■ **GIVEN DATA**:
________________________

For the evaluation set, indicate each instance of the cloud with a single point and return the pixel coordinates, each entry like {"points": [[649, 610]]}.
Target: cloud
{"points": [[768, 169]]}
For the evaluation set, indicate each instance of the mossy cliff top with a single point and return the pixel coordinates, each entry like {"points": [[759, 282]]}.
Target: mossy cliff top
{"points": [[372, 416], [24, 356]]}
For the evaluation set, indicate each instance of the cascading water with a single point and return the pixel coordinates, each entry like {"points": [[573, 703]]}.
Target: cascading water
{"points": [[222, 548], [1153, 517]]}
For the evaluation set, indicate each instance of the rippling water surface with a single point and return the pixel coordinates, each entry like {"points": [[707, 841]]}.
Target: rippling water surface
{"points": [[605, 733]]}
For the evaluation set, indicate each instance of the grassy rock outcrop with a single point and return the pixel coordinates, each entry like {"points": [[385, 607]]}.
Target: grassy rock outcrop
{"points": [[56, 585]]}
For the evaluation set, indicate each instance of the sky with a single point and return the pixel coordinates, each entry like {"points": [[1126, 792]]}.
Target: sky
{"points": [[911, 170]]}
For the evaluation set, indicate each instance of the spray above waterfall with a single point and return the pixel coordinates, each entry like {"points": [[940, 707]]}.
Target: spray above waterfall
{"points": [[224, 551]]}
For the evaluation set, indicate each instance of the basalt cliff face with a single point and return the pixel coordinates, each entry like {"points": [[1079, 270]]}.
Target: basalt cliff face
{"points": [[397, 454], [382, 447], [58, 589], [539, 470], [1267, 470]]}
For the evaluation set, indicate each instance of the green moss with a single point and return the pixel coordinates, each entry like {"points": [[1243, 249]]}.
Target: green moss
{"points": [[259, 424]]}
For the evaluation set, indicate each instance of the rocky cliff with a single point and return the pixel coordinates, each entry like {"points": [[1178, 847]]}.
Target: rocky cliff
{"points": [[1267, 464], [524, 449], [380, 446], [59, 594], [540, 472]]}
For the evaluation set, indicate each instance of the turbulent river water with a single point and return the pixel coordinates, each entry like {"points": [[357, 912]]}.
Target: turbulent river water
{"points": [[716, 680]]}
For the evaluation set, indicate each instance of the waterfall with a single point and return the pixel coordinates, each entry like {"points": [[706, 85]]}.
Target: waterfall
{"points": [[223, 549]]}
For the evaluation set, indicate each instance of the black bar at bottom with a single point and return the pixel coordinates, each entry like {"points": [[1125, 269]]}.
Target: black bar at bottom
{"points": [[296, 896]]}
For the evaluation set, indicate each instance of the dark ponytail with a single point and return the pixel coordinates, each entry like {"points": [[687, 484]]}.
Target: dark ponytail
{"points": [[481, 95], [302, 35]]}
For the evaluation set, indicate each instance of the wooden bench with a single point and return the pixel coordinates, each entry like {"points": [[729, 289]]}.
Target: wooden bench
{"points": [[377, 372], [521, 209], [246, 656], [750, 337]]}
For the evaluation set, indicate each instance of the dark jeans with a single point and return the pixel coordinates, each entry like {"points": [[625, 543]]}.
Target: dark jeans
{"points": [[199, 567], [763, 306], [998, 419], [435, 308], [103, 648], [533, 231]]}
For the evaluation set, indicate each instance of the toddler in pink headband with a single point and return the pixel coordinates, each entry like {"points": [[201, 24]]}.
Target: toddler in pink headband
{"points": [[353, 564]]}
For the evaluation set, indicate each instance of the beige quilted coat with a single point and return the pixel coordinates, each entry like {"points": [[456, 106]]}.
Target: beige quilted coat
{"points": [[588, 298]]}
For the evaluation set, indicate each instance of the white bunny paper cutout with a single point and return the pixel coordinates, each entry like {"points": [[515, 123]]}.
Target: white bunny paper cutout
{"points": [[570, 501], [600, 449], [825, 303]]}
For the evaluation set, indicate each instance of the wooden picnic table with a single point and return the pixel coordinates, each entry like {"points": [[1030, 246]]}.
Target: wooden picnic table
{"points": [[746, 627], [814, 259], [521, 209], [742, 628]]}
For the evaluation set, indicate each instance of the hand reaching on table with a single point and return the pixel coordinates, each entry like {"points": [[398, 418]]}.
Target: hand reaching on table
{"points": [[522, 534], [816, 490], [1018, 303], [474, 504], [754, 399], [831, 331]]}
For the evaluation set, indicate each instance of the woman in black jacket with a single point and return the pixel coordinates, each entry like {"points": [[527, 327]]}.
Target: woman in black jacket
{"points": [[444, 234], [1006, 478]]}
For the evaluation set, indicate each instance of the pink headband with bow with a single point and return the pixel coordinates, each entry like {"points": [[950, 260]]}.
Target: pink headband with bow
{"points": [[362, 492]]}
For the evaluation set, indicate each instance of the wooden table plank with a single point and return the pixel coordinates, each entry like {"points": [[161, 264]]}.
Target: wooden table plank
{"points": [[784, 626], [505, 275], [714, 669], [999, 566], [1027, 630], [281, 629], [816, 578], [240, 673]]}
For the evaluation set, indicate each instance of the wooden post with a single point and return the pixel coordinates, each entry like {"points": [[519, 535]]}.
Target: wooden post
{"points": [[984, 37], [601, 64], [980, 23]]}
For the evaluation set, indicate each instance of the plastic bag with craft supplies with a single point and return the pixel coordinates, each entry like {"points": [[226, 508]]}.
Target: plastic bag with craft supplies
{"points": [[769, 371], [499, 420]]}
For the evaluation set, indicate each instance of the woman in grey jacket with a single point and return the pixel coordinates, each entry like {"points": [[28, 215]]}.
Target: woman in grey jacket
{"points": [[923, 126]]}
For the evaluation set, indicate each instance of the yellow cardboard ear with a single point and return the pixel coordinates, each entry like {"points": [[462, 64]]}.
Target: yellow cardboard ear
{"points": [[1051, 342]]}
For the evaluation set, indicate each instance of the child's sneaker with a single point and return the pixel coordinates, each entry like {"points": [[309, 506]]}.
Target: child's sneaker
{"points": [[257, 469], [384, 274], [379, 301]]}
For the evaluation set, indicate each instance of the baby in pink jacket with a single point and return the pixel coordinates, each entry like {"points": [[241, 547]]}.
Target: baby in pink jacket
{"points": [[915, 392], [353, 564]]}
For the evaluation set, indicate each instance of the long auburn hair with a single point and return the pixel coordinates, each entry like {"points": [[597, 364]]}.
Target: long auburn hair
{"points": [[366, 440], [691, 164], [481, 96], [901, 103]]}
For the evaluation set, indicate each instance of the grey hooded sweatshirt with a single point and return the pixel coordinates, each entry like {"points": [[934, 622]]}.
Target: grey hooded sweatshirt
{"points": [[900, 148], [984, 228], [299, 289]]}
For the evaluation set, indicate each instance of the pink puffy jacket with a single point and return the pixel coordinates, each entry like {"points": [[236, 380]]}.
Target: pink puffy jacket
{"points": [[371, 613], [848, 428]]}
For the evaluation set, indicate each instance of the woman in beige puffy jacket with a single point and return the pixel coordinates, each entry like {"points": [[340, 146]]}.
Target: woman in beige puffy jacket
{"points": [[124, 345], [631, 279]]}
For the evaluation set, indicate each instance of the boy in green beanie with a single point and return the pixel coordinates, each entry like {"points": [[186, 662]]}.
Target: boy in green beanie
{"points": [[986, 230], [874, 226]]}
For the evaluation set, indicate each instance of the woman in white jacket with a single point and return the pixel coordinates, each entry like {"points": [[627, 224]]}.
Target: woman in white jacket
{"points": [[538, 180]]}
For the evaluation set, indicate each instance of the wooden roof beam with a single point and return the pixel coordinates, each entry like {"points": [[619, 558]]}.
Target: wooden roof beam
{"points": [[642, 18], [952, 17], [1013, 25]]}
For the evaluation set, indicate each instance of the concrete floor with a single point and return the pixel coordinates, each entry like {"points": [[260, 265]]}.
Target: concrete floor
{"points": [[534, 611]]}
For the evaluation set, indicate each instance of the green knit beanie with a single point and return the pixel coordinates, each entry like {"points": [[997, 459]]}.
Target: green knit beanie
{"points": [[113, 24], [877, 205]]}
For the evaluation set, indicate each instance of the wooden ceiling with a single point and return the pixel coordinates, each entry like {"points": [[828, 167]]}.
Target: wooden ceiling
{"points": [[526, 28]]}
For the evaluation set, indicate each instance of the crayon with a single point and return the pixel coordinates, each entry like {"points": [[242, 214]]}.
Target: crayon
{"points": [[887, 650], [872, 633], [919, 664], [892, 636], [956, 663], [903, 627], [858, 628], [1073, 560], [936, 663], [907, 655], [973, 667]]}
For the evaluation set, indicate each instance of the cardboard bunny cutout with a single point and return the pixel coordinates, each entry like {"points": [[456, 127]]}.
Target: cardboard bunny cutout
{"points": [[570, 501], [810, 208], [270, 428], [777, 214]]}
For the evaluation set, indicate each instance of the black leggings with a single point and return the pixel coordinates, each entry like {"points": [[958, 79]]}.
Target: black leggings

________________________

■ **AIM**: Locate the line that contains "For the evaluation set, indicate each instance of the green knit", then please quote it and every line after it to the end of the entries above, exactly and with nothing else.

■ **FINISHED ANSWER**:
For the evaluation set, indicate each instance of the green knit beanie with a single point and return the pixel coordinates, each entry like {"points": [[997, 459]]}.
Target: green knit beanie
{"points": [[113, 24], [877, 205]]}
For the evaluation set, indicate each instance of the wooden ceiling with a single point and return the pixel coordinates, each entry like {"points": [[828, 167]]}.
Target: wooden ceiling
{"points": [[526, 28]]}
For the evaluation set, indicate each instance of the crayon with a single point and return the pixel coordinates, each entry like {"points": [[242, 214]]}.
Target: crayon
{"points": [[887, 650], [872, 633], [919, 664], [892, 636], [956, 663], [903, 627], [858, 628], [1073, 560], [936, 663], [907, 655], [973, 667]]}
For the evaluation set, indicate each instance of the cardboard bunny cutout with a single point and return the pixel coordinates, each entry like {"points": [[456, 127]]}.
Target: cardboard bunny cutout
{"points": [[570, 501], [810, 208], [270, 428], [777, 214]]}
For the evaluation set, indicate each instance of the black leggings with a single point and return the pixel coordinates, each entry like {"points": [[958, 79]]}.
Target: black leggings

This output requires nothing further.